• [TEXT BLOCK]:
# icing for....



## ldiatone (Feb 22, 2016)

Hello i want to make a icing for muffins using yogurt. but i want it some what stiff. after i drain/strain the yogurt what can i add to stiffen it up? and can i bake it for a few mins after that might firm it up. thanks!
chef john(retired)


----------



## chefpeon (Jun 14, 2006)

Assuming you are using plain unsweetened yogurt, be advised that even after you drain/strain it, when you add sugar to it, it will thin out again somewhat. There's really not a lot of ways you can thicken it up to the point where it has the consistency of buttercream if that's what you're after. Some Southern buttercreams are thickened with a roux somewhat and I suppose you could try that, but it sounds kind of terrible to me. I don't think you could stiffen it with whipped butter either, as it would most likely break if it would even come together at all. If it were me, and I wanted to use yogurt, I wouldn't try to make the yogurt something it's not......I'd use it as a glaze type of icing if anything. Mix in a little powdered sugar, whatever other flavorings you like, and thin it down with a little milk or lemon juice depending on how tart you want it. Then drizzle it over your muffin tops.


----------



## ldiatone (Feb 22, 2016)

chefpeon said:


> Assuming you are using plain unsweetened yogurt, be advised that even after you drain/strain it, when you add sugar to it, it will thin out again somewhat. There's really not a lot of ways you can thicken it up to the point where it has the consistency of buttercream if that's what you're after. Some Southern buttercreams are thickened with a roux somewhat and I suppose you could try that, but it sounds kind of terrible to me. I don't think you could stiffen it with whipped butter either, as it would most likely break if it would even come together at all. If it were me, and I wanted to use yogurt, I wouldn't try to make the yogurt something it's not......I'd use it as a glaze type of icing if anything. Mix in a little powdered sugar, whatever other flavorings you like, and thin it down with a little milk or lemon juice depending on how tart you want it. Then drizzle it over your muffin tops.

• [LISTED RECORDS]:

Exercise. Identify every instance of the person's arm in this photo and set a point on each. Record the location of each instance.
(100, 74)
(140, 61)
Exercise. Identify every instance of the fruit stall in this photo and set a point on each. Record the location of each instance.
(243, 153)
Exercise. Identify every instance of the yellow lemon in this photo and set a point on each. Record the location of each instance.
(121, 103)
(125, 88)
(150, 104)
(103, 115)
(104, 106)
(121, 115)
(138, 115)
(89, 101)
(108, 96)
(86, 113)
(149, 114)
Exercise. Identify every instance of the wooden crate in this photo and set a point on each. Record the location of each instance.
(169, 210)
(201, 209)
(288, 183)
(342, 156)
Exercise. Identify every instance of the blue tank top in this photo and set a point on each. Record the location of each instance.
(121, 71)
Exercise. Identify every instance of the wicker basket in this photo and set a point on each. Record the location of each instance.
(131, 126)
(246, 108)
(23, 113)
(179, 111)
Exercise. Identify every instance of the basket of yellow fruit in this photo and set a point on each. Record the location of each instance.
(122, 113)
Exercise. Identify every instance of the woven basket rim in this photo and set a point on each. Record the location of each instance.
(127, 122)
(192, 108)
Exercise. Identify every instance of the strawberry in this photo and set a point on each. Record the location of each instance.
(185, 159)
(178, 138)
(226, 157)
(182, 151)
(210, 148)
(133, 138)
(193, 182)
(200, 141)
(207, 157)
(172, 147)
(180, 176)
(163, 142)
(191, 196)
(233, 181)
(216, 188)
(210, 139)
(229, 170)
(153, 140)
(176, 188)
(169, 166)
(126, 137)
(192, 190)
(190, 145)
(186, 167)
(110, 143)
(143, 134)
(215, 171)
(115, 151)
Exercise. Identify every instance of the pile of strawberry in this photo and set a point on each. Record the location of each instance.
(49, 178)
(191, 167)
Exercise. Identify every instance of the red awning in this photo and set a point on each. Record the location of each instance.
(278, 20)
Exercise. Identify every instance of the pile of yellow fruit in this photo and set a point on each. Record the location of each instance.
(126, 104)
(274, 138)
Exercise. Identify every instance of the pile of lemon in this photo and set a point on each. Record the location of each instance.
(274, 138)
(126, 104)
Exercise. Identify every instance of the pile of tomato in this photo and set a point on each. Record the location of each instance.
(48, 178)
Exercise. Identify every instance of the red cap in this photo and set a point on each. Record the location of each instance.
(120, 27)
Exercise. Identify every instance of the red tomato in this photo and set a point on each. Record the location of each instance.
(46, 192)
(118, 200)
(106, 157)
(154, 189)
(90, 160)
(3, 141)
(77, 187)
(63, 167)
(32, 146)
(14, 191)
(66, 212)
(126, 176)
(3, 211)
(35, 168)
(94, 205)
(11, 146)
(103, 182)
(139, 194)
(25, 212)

• [WHAT NEEDS TO BE DONE]: Carry on the forum thread about yogurt icing for muffins from the point where it stops.

• [RESPONSE TO THE TASK]:
thanks this is what i was thinking also. do you think if i added


chefpeon said:


> Assuming you are using plain unsweetened yogurt, be advised that even after you drain/strain it, when you add sugar to it, it will thin out again somewhat. There's really not a lot of ways you can thicken it up to the point where it has the consistency of buttercream if that's what you're after. Some Southern buttercreams are thickened with a roux somewhat and I suppose you could try that, but it sounds kind of terrible to me. I don't think you could stiffen it with whipped butter either, as it would most likely break if it would even come together at all. If it were me, and I wanted to use yogurt, I wouldn't try to make the yogurt something it's not......I'd use it as a glaze type of icing if anything. Mix in a little powdered sugar, whatever other flavorings you like, and thin it down with a little milk or lemon juice depending on how tart you want it. Then drizzle it over your muffin tops.


thanks, this is what i was thinking also. do you think by adding "gumm"(sp) similiar to gelatin it would help?


----------



## ldiatone (Feb 22, 2016)

i posted twice sorry


----------



## chefpeon (Jun 14, 2006)

Well, if you are drain/straining the yogurt first, it'll have the consistency of cream cheese and it doesn't get much thicker than that really. I suppose you could experiment with gums or gelatin or even pectin but I'm not really seeing the point of all this to be honest. It isn't something I would do, but hey, go for it.


----------



## ldiatone (Feb 22, 2016)

ok thanks no i agree thanks!


----------



## jcakes (Feb 18, 2007)

why do you want to put icing on muffins? Just curious; usually I see a drizzled icing on cinnamon buns/danish/breakfast pastries and not muffins. What kind of muffins are they (flavor)? Adding sugar to the strained yogurt will thin it out, not stiffen it; maybe you don't need to thicken it at all if you start with a vanilla yogurt and leave it til it is thick enough to spread (don't add sugar)


----------



## ldiatone (Feb 22, 2016)

jcakes said:


> why do you want to put icing on muffins? Just curious; usually I see a drizzled icing on cinnamon buns/danish/breakfast pastries and not muffins. What kind of muffins are they (flavor)? Adding sugar to the strained yogurt will thin it out, not stiffen it; maybe you don't need to thicken it at all if you start with a vanilla yogurt and leave it til it is thick enough to spread (don't add sugar)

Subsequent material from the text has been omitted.